• _Text provided_
☆ ☆ ☆ ☆ ☆

If you’ve been watching cable news in the past few weeks, it’s likely you have heard about what networks are calling Congress’ settlement 'slush fund."
Misleading reports are spreading false information that a taxpayer funded $17.1 million has been paid out to settle cases of sexual harassment against members of Congress and congressional staffers. This is untrue.
While some of this was used to settle alleged discrimination, only a very small amount was used to settle cases of sexual harassment.
In the last five years, there has only been one case that alleged sexual harassment and two that alleged sex discrimination. The point of this week’s column is to expose this fake news and set the record straight.
Since 1997, 17 million in taxpayer dollars has been spent to resolve disputes between employers and employees on Capitol Hill. This settlement fund covers all of the employees that work in and around Capitol Hill.
For example, this includes members of Capitol Police, construction workers with the Architect of the Capitol, employees at the Congressional Research Service, General Accountability Office, and Congressional Budget Office, IT technicians, and congressional member offices.
The Committee on House Administration has asked the Office of Compliance (OOC) for a full breakdown of the $17 million in funds that were distributed.
At this point in time, they have released records dating back to Fiscal Year 2013.

☆ ☆ ☆ ☆ ☆

• _What this task involves_
Answer these questions from the column above:
(a) How many cases alleging sexual harassment have there been in the last five years?
(b) Which committee asked the Office of Compliance for a full breakdown of the funds?
(c) The released records date back to which fiscal year?

• _Extracted records_

☆ ☆ ☆ ☆ ☆

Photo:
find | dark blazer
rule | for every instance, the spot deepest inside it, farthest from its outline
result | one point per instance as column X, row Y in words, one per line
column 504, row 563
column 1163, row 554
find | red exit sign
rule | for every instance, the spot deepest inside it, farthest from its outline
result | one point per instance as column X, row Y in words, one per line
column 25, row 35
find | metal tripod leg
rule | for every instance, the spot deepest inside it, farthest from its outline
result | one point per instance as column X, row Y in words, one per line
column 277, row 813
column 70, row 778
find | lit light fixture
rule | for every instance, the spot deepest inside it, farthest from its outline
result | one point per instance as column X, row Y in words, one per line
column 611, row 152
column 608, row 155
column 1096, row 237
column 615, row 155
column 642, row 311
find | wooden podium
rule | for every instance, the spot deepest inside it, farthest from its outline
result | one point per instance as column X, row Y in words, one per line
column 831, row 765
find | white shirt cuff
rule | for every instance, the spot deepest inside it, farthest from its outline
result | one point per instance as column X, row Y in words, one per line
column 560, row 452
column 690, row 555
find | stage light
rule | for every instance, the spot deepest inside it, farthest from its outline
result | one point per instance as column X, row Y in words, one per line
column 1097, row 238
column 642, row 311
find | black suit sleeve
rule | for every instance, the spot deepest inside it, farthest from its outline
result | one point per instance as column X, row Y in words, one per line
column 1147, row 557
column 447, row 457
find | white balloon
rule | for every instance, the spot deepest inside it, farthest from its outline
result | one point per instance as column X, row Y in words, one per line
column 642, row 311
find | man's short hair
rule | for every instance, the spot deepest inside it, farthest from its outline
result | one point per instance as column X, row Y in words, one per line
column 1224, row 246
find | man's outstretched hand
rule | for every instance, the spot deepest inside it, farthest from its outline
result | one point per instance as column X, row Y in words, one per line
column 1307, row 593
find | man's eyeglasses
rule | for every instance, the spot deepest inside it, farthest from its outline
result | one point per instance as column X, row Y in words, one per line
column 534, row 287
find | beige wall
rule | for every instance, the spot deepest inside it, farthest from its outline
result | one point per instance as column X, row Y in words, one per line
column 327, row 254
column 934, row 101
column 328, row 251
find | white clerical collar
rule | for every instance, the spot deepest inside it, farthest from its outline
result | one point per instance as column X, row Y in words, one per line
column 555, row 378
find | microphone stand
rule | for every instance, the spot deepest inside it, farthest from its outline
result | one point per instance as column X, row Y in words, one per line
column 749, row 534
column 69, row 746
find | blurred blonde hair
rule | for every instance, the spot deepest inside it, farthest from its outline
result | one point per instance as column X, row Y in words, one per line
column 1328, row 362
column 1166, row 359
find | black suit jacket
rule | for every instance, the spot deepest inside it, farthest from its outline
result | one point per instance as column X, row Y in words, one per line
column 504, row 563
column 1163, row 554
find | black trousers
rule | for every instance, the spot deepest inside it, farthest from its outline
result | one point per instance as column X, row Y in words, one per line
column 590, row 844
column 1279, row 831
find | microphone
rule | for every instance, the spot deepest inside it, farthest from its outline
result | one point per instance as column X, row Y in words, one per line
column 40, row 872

☆ ☆ ☆ ☆ ☆

• _Completed task_
(a) One.
(b) The Committee on House Administration.
(c) Fiscal Year 2013.